• [Source text]:

Jan 12, 2023 - Health

Study: Long COVID symptoms may ease within a year

A woman struggling with long COVID in Fairfax, Virginia, last February. Photo: Carolyn Van Houten/The Washington Post via Getty Images

People experiencing long COVID may see their symptoms ease within a year, per a study published in BMJ medical journal Wednesday.

The big picture: The outcome of this new study may provide some hope for the millions of people left newly disabled during the pandemic with a lingering illness that has no effective treatment.

  • Long COVID symptoms can include shortness of breath, cognitive difficulties and symptoms that worsen even with minimal physical or mental effort.

What they did: Researchers, including study author Maytal Bivas-Benita, analyzed health records in Israel for nearly 2 million people who sought a COVID-19 test from March 2020 until October 2021, seeking documentation of symptoms lasting more than one month.

What they found: Those with a mild initial infection had a significantly higher risk of health outcomes like increased risk loss of smell and taste, breathing issues, palpitations, dizziness, and concentration and memory impairment (brain fog).

  • But most symptoms from long COVID cleared up within 12 months for the people who had mild initial infections, the study found.

Worth noting: A report from the U.K. Office for National Statistics found that of the 2.1 million people who self-reported long COVID symptoms, 30% said they'd been experiencing symptoms for at least two years.

• [Extracted data]:
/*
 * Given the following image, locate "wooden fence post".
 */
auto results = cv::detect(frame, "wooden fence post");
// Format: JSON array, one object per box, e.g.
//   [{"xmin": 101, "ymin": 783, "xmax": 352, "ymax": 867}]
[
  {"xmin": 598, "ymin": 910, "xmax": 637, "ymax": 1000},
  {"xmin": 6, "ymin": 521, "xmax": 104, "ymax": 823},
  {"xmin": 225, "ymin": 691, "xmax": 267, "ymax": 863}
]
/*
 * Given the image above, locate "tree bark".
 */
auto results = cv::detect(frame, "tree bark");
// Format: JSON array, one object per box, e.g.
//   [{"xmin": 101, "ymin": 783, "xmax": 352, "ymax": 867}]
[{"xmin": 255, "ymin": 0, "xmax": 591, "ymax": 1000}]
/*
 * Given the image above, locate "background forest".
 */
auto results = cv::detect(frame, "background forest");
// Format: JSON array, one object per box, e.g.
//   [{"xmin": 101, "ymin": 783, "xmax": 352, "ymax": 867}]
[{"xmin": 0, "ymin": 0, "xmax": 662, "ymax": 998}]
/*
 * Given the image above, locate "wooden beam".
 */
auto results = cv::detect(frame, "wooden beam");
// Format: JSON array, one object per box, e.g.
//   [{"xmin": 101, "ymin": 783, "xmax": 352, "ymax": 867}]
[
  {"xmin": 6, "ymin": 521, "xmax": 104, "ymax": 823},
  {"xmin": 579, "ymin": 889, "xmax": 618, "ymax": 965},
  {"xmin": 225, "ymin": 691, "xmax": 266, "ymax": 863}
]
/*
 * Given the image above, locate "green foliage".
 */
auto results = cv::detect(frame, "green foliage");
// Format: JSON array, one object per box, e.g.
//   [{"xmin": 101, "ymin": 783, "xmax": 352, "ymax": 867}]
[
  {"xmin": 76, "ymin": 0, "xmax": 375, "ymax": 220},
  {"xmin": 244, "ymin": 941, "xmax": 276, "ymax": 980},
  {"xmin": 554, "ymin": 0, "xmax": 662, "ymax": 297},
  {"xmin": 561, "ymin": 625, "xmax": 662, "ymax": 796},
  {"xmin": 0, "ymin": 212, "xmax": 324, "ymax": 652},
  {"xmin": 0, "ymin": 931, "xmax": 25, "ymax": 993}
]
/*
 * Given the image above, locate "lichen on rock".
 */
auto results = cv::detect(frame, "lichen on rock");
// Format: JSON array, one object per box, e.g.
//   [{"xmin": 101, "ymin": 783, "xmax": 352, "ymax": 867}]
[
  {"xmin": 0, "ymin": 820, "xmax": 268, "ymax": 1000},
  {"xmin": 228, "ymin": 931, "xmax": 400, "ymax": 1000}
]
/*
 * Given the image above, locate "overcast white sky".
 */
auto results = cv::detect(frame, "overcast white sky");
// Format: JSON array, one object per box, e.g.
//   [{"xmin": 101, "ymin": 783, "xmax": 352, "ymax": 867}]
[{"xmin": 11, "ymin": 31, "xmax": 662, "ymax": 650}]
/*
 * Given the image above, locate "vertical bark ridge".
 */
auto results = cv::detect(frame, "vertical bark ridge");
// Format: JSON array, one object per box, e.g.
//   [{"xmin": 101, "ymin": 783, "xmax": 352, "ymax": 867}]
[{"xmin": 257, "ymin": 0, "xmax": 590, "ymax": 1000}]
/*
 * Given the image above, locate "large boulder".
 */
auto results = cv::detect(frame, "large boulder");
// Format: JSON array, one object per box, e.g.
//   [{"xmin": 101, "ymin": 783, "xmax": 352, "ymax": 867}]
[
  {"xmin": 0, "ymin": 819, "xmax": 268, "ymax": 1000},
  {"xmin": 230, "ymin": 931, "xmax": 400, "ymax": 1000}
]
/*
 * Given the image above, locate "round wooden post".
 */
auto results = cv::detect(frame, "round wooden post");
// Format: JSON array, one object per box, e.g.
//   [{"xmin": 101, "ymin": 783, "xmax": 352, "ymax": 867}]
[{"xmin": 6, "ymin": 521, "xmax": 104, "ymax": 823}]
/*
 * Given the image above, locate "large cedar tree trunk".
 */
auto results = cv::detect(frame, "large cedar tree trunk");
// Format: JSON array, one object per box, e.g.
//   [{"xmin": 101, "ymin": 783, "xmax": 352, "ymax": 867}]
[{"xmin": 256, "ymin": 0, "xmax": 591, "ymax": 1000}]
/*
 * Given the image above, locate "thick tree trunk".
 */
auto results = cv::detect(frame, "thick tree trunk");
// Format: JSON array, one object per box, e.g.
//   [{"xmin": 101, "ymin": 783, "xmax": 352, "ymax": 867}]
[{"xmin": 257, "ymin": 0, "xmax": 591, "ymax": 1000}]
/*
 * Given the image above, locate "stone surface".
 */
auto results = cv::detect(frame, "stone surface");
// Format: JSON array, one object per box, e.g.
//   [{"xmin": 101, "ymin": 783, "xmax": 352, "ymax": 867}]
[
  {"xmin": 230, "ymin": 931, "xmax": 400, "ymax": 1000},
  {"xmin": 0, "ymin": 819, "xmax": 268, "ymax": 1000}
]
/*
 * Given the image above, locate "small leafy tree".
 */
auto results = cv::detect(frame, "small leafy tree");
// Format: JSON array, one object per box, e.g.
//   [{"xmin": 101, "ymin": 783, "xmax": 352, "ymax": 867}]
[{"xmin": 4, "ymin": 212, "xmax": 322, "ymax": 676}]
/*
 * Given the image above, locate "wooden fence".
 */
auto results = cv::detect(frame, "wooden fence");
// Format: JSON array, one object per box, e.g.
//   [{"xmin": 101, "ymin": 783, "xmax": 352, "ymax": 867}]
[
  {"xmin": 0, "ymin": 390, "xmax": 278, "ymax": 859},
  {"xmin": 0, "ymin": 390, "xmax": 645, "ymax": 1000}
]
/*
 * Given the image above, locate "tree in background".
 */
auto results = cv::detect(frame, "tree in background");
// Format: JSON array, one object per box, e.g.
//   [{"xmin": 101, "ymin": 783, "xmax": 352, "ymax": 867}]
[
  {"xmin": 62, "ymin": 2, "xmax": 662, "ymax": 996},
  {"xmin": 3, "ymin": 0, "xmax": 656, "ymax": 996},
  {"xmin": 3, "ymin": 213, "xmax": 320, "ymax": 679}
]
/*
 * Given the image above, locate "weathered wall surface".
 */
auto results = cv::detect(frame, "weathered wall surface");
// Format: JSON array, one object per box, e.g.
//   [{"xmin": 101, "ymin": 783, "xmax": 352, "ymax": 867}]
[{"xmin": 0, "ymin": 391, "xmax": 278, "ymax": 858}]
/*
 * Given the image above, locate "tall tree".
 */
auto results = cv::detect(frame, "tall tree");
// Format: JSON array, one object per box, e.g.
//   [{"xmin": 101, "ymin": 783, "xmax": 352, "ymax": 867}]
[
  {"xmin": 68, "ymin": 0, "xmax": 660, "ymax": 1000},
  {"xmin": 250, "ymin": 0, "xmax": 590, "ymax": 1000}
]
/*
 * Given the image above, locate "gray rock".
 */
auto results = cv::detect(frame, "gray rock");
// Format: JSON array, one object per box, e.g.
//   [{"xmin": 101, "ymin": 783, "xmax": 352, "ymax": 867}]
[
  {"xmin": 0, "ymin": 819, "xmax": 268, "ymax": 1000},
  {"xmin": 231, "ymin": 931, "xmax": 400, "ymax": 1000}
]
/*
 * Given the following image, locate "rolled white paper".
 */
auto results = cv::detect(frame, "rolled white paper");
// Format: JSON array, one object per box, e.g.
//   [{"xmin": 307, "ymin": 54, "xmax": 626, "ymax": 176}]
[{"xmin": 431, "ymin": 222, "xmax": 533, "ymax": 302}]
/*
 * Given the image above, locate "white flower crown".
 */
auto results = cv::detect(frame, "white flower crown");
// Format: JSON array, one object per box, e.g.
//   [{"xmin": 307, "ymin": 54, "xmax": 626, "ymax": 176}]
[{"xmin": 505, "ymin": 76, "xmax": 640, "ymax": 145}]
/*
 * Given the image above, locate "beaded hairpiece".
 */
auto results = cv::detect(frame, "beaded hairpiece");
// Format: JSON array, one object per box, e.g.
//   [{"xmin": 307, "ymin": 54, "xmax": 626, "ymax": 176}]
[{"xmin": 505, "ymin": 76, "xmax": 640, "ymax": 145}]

• [Task 1]: In the long COVID article, about how many people's health records did the researchers analyze, and in which country?
• [Task 2]: Write the next part of the long COVID article, picking up after its final sentence.

• [Exercise output 1]: Nearly 2 million people, in Israel.

• [Exercise output 2]:
  • The Centers for Disease Control and Prevention notes that long COVID conditions can last for years.

Between the lines: Benjamin Abramoff, director of the Penn Medicine Post-COVID Assessment and Recovery Clinic, told CNN the study was "reassuring in that most ongoing symptoms following COVID do improve over the first several months following the acute infection."

  • However, Abramoff noted that his clinic was still seeing lots of patients who had severe long COVID symptoms that lasted for over a year.
  • "This is particularly true in those individuals who had severe persistent symptoms early after their acute infection," added Abramoff, who leads the American Academy of Physical Medicine and Rehabilitation's long COVID collaborative, and who wasn't involved in the study.

Thought bubble via Axios' Tina Reed: This is a rare bit of encouraging news about what has thus far remained a mysterious, scary and debilitating condition for millions.